DATA SUPPLIED -
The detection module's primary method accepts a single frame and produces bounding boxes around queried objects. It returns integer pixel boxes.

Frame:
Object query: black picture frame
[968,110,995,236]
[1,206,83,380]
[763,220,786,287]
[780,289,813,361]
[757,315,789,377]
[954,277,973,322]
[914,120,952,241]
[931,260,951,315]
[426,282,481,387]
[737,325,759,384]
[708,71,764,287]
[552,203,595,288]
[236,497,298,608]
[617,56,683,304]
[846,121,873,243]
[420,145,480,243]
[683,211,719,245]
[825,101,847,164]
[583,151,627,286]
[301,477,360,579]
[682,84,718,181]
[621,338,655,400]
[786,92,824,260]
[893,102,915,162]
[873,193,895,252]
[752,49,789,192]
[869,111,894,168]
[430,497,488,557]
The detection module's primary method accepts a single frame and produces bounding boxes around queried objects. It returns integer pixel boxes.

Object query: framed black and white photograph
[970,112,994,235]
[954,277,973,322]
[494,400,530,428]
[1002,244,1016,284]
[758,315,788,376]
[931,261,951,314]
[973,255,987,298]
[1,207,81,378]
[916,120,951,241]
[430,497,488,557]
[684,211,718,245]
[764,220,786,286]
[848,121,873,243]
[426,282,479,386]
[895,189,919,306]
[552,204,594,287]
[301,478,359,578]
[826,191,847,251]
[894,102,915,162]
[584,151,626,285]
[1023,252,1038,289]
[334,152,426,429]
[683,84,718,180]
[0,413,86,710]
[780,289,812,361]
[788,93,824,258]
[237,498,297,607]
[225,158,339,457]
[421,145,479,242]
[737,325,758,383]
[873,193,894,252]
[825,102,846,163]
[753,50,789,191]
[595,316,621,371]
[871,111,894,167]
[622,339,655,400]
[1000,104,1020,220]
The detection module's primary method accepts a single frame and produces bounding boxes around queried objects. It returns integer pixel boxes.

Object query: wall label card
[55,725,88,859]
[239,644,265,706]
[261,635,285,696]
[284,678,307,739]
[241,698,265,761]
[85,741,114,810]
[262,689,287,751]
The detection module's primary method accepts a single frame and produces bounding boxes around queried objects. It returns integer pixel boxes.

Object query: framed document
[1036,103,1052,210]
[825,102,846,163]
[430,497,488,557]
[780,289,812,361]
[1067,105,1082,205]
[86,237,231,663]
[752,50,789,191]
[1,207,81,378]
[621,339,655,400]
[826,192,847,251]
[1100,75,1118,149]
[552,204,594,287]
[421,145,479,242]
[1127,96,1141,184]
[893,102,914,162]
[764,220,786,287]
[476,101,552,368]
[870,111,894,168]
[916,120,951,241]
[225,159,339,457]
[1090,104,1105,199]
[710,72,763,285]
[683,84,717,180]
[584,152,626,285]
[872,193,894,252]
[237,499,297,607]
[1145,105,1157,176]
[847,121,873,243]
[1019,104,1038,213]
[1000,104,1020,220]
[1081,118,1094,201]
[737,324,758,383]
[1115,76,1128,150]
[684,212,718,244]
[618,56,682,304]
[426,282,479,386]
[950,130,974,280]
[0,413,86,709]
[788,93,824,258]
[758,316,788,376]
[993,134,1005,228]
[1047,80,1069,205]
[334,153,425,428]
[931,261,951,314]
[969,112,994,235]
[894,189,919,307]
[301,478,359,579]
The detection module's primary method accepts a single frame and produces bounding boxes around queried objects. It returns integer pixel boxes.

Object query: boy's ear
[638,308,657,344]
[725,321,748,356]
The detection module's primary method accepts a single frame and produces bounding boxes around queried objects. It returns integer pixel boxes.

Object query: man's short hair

WORK ITEM -
Each line must be given again exactly as written above.

EXERCISE OUTPUT -
The detection module's primary method accepts a single frame and produces bounding boxes around queried objects. It returns integer pixel boxes.

Frame:
Object query: black picture frame
[968,110,995,236]
[1,206,83,380]
[763,220,786,287]
[780,289,813,361]
[757,315,789,377]
[954,277,973,322]
[914,120,952,241]
[931,260,951,315]
[426,282,481,387]
[737,325,759,384]
[708,71,764,287]
[552,203,595,288]
[236,497,298,608]
[617,56,683,304]
[846,121,873,243]
[420,145,480,243]
[683,211,719,245]
[825,101,847,164]
[583,151,627,286]
[301,477,360,579]
[682,84,718,181]
[621,338,655,400]
[786,92,824,260]
[893,102,915,162]
[873,193,895,252]
[752,49,789,192]
[869,111,894,168]
[430,497,488,557]
The detection module's primary method accepts a single frame and produces bounding boxes around queried objects. It returns integer pixel boxes.

Object query: framed black and white photograph
[970,112,994,235]
[954,277,973,322]
[494,400,530,428]
[1002,244,1016,284]
[758,315,788,376]
[931,261,951,314]
[973,255,987,298]
[1,207,81,378]
[916,120,951,241]
[430,497,488,557]
[684,211,718,245]
[764,220,786,286]
[848,121,873,243]
[426,282,479,386]
[895,189,919,306]
[552,204,594,287]
[301,478,359,578]
[826,191,847,251]
[894,102,915,162]
[584,151,626,285]
[1023,252,1038,289]
[334,152,426,429]
[683,84,718,180]
[0,413,86,710]
[780,289,812,361]
[788,93,824,258]
[237,498,297,607]
[225,158,339,457]
[421,145,479,242]
[737,325,758,383]
[873,193,894,252]
[825,102,846,163]
[753,50,789,191]
[595,316,621,371]
[871,111,894,167]
[622,339,655,400]
[1000,104,1020,220]
The detection module's primary method accepts a single frame and produces bounding boxes around queried objects. It returns integer pixel boxes.

Object query: wall label card
[55,725,88,859]
[239,644,265,706]
[261,635,285,696]
[284,678,307,739]
[241,698,265,761]
[85,741,114,810]
[262,689,287,751]
The detection module's primary method accepts a single frame and produces bounding boxes around queried objects. It returns integer pixel boxes.

Object query: framed document
[1036,103,1052,210]
[825,102,846,163]
[430,497,488,557]
[780,289,812,361]
[1067,105,1082,205]
[86,237,231,663]
[752,50,789,191]
[1,207,81,378]
[621,339,655,400]
[826,192,847,251]
[1100,75,1118,149]
[552,204,594,287]
[421,145,479,242]
[1127,96,1141,184]
[893,102,914,162]
[764,220,786,287]
[476,101,552,368]
[870,111,894,168]
[916,120,951,241]
[225,159,339,457]
[1090,104,1105,199]
[710,72,763,285]
[683,84,717,180]
[584,152,626,285]
[872,193,894,252]
[237,499,297,607]
[1145,105,1157,176]
[847,121,873,243]
[1019,104,1038,213]
[1000,104,1020,220]
[1081,118,1094,201]
[737,324,758,383]
[1115,76,1128,150]
[684,212,718,244]
[618,56,682,304]
[426,282,479,386]
[950,130,974,280]
[0,413,86,709]
[788,93,824,258]
[758,316,788,376]
[993,134,1005,228]
[1047,80,1069,205]
[334,153,425,428]
[931,261,951,314]
[969,112,994,235]
[894,189,919,307]
[301,478,359,579]
The detection module's primary method accepts a single frame and produces bounding boxes around queried objects. It returns integer pixel boxes.

Object query: boy's ear
[638,308,657,344]
[725,321,748,356]
The detection module's primary method accepts a single frame and produces bounding boxes around queried objects. It returns integer pixel boxes.

Object query: man's short hair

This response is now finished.